* **Exercise goal**
Copy all of the records below verbatim.
** START Data to process **
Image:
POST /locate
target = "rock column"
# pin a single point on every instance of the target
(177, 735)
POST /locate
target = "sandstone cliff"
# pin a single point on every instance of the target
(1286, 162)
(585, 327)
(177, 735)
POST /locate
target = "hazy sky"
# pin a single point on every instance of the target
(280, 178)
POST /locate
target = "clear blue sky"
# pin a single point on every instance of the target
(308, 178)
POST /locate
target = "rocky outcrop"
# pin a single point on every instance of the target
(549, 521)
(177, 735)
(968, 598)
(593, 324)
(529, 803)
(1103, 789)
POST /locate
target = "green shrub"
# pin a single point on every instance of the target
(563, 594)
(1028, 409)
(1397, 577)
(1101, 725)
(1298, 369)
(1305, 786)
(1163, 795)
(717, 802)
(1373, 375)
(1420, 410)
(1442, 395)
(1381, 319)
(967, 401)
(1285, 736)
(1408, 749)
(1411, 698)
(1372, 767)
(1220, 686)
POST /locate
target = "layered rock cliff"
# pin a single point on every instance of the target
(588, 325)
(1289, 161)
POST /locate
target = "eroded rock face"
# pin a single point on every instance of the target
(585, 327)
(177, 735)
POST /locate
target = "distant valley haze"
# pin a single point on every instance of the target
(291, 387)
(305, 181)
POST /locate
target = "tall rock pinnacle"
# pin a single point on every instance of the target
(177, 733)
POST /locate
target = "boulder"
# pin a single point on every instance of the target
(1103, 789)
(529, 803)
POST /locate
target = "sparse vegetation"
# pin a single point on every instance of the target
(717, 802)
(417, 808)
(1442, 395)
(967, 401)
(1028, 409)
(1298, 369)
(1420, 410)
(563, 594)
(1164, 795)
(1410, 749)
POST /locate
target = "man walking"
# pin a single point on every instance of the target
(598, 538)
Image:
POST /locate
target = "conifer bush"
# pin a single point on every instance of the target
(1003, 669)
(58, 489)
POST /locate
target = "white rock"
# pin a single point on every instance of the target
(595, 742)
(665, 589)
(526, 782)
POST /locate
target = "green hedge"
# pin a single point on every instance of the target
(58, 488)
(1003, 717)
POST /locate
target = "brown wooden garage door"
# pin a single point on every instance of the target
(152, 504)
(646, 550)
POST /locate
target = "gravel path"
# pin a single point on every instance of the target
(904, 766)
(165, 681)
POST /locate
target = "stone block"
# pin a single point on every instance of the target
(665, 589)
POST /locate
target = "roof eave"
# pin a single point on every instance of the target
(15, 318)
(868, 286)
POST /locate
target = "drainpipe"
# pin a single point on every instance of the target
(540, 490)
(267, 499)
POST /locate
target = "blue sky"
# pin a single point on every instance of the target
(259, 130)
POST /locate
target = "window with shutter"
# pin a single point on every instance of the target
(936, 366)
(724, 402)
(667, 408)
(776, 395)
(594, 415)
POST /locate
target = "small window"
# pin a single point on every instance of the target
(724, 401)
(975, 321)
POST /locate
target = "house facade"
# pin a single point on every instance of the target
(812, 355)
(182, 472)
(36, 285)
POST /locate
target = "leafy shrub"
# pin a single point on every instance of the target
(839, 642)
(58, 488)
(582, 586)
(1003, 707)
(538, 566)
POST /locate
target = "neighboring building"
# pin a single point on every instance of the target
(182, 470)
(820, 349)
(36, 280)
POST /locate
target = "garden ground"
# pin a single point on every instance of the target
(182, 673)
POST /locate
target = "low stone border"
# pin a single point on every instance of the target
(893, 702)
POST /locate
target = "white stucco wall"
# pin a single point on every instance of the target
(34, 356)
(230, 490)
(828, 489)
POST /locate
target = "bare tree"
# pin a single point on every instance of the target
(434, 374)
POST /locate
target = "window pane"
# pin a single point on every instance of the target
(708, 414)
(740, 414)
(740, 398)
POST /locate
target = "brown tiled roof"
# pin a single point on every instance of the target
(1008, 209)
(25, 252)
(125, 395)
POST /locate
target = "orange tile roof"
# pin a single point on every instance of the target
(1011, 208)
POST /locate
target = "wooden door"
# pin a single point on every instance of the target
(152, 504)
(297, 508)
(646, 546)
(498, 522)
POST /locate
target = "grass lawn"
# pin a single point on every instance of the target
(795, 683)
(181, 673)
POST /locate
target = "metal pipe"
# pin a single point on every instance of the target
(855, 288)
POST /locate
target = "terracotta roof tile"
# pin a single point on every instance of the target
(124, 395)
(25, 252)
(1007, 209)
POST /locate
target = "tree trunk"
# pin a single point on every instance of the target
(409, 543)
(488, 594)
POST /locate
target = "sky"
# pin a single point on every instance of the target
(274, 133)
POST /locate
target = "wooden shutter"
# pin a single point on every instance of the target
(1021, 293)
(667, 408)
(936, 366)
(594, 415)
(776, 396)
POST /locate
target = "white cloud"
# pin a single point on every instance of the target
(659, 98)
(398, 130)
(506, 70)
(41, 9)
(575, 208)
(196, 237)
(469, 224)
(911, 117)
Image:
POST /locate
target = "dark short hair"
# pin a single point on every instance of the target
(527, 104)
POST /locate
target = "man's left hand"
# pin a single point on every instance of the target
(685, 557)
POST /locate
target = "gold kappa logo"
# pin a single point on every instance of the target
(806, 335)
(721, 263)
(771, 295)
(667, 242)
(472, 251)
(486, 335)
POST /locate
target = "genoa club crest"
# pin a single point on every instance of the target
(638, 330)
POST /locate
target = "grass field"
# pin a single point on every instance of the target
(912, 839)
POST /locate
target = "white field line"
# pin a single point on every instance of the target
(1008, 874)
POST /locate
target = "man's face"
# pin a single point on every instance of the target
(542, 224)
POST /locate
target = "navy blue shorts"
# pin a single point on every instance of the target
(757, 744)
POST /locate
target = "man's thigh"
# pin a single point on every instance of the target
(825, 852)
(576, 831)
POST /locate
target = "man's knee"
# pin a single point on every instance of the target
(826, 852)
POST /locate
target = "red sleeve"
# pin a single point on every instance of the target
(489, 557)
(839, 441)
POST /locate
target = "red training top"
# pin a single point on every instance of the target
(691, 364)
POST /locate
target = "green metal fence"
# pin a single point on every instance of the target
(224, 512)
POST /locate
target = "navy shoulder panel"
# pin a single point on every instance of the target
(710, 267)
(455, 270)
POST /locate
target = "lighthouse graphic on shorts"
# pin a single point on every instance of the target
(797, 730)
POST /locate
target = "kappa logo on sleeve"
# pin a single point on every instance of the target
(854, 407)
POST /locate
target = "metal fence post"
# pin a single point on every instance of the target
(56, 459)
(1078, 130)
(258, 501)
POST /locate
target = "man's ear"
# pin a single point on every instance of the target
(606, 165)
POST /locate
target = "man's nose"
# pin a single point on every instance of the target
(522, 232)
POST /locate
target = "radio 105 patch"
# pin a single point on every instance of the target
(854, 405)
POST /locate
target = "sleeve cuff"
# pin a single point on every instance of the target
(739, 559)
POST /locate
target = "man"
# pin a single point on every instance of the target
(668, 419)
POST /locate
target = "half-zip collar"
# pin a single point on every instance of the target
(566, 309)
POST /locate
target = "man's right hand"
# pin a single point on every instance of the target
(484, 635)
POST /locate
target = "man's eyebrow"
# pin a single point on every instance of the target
** END Data to process **
* **Task solution**
Image:
POST /locate
target = "rock column"
# pin a single point on every instance of the target
(177, 735)
POST /locate
target = "sandstone cliff"
# pin a single point on every instance of the target
(1286, 162)
(585, 327)
(177, 735)
POST /locate
target = "hazy sky"
# pin a single point on every instance of the target
(280, 178)
POST /locate
target = "clear blue sky"
# pin a single point on every instance of the target
(308, 178)
POST /locate
target = "rocky outcrop"
# pin a single point on every instance of the target
(549, 521)
(177, 735)
(968, 598)
(593, 324)
(529, 803)
(1103, 789)
POST /locate
target = "green shrub"
# pin a single point on every instance of the target
(563, 594)
(1028, 409)
(1397, 577)
(1101, 725)
(1298, 369)
(1305, 786)
(1163, 795)
(717, 802)
(1373, 375)
(1420, 410)
(1442, 395)
(1381, 319)
(967, 401)
(1285, 736)
(1408, 749)
(1411, 698)
(1372, 767)
(1220, 686)
POST /locate
target = "layered rock cliff"
# pin a single point on every instance of the target
(588, 325)
(1289, 161)
POST /locate
target = "eroded rock face"
# pin a single point on every instance of the target
(585, 327)
(177, 735)
POST /locate
target = "distant valley haze"
# pin a single point on every instance of the target
(291, 387)
(305, 181)
POST /locate
target = "tall rock pinnacle"
# pin a single point on every instance of the target
(177, 733)
POST /locate
target = "boulder"
# pin a single point on every instance of the target
(1103, 789)
(529, 803)
POST /locate
target = "sparse vegetation"
# pin a single point on every instance of the target
(717, 802)
(417, 808)
(1442, 395)
(967, 401)
(1028, 409)
(1298, 369)
(1420, 410)
(563, 594)
(1164, 795)
(1410, 749)
POST /locate
target = "man walking"
# pin a single point on every instance of the target
(598, 538)
Image:
POST /locate
target = "conifer bush"
# pin a single point on every instance of the target
(1003, 669)
(58, 489)
POST /locate
target = "white rock"
# pin a single point on every instance of the target
(595, 742)
(665, 589)
(526, 782)
POST /locate
target = "green hedge"
# pin a single point on every instance of the target
(58, 488)
(1003, 717)
POST /locate
target = "brown wooden garage door"
# pin a single point on every instance of the target
(152, 504)
(646, 550)
POST /locate
target = "gravel path"
# pin a single point on every instance of the target
(904, 766)
(165, 681)
POST /locate
target = "stone block"
# pin a single point on every instance of the target
(665, 589)
POST /locate
target = "roof eave"
# pin a single point on every instance of the target
(15, 318)
(868, 286)
POST /locate
target = "drainpipe"
# pin a single point on every instance of the target
(540, 490)
(267, 499)
POST /locate
target = "blue sky"
# pin a single point on every instance of the target
(259, 130)
POST /locate
target = "window with shutter"
# pin a single point on every instance of the target
(936, 366)
(724, 402)
(667, 408)
(776, 395)
(594, 415)
POST /locate
target = "small window"
# pin a single point on every instance of the target
(724, 401)
(975, 321)
POST /locate
target = "house facade"
# pin a single point on every instance of the target
(812, 355)
(182, 472)
(36, 285)
POST /locate
target = "leafy shrub"
# pin a single point on every instance of the target
(839, 642)
(58, 488)
(582, 586)
(1003, 707)
(538, 566)
POST /locate
target = "neighboring building"
# pin a single point on every instance of the target
(182, 470)
(820, 349)
(36, 280)
POST /locate
target = "garden ground"
# pin a single point on every instance of the target
(182, 673)
POST /locate
target = "low stone border"
# pin a single point on every instance of the target
(893, 702)
POST /locate
target = "white stucco wall"
# pin a single point on every instance of the target
(34, 356)
(230, 490)
(828, 489)
POST /locate
target = "bare tree"
# pin a single point on every instance of the target
(434, 374)
POST /locate
target = "window pane"
# pin a single point on every instance of the target
(708, 414)
(740, 414)
(740, 398)
POST /locate
target = "brown tiled roof"
# pin a single point on every instance of the target
(1008, 209)
(25, 252)
(125, 395)
POST /locate
target = "orange tile roof"
# pin a single point on every instance of the target
(1011, 208)
POST /locate
target = "wooden door"
# pin a single point on every instance of the target
(152, 504)
(297, 508)
(646, 546)
(498, 522)
POST /locate
target = "grass lawn"
# pin a single point on every instance of the target
(795, 683)
(181, 673)
POST /locate
target = "metal pipe"
# pin a single point on every instance of the target
(855, 288)
POST /locate
target = "terracotta roof tile"
# pin a single point on every instance of the target
(124, 395)
(25, 252)
(1007, 209)
POST /locate
target = "tree trunk"
# pin a single point on every instance of the target
(409, 543)
(488, 594)
POST /locate
target = "sky"
# pin a single point on every instance of the target
(274, 133)
POST /locate
target = "wooden shutter"
# pin a single point on every instance of the target
(1021, 293)
(667, 408)
(936, 366)
(594, 415)
(776, 396)
POST /locate
target = "white cloud"
# pin a single point on every instance of the target
(659, 98)
(398, 130)
(506, 70)
(41, 9)
(575, 208)
(196, 237)
(469, 224)
(911, 117)
Image:
POST /locate
target = "dark short hair"
# pin a single point on every instance of the target
(527, 104)
POST /locate
target = "man's left hand"
# pin a single point on every instance of the target
(685, 557)
POST /locate
target = "gold kappa logo"
# pin a single point on every instance of the target
(806, 335)
(721, 263)
(771, 295)
(667, 242)
(472, 251)
(486, 335)
POST /locate
target = "genoa club crest"
# pin a single point on every instance of the target
(638, 330)
POST /locate
target = "grass field"
# pin a single point on every instance of the target
(912, 839)
POST /locate
target = "white field line"
# pin a single point on every instance of the target
(1008, 874)
POST /locate
target = "man's face"
# pin a single point on every instance of the target
(542, 224)
POST /locate
target = "navy blue shorts"
# pin a single point on every instance of the target
(757, 744)
POST /locate
target = "man's thigh"
# pin a single point on every instance of the target
(825, 852)
(576, 831)
POST /locate
target = "man's knee"
# pin a single point on every instance of the target
(826, 852)
POST /locate
target = "red sleeve"
# pin a single point on every instance of the target
(489, 557)
(839, 441)
POST /locate
target = "red training top"
# pin a single point on every instance of the target
(691, 364)
POST /locate
target = "green metal fence"
# pin a single point on every instance of the target
(224, 512)
POST /locate
target = "navy shoulder panel"
# pin a single point on every instance of the target
(710, 267)
(455, 270)
POST /locate
target = "lighthouse graphic on shorts"
# pin a single point on every instance of the target
(797, 730)
POST /locate
target = "kappa logo on sleeve"
# pin a single point on every instance of the target
(854, 407)
POST /locate
target = "metal fence post"
# pin a single point on every instance of the target
(56, 459)
(1078, 130)
(258, 501)
POST /locate
target = "man's ear"
# pin a single point on every instance of the target
(606, 165)
POST /locate
target = "man's nose"
# pin a single point on every instance of the target
(522, 232)
POST /locate
target = "radio 105 patch"
# pin a single point on every instance of the target
(854, 405)
POST /locate
target = "sleeve cuff"
# pin a single point on every instance of the target
(739, 559)
POST /locate
target = "man"
# pin a single point on every instance of the target
(668, 419)
POST /locate
target = "half-zip collar"
# pin a single point on every instance of the target
(566, 309)
POST /locate
target = "man's right hand"
# pin a single point on every instance of the target
(484, 635)
POST /locate
target = "man's eyebrow"
# pin a single point on every instance of the target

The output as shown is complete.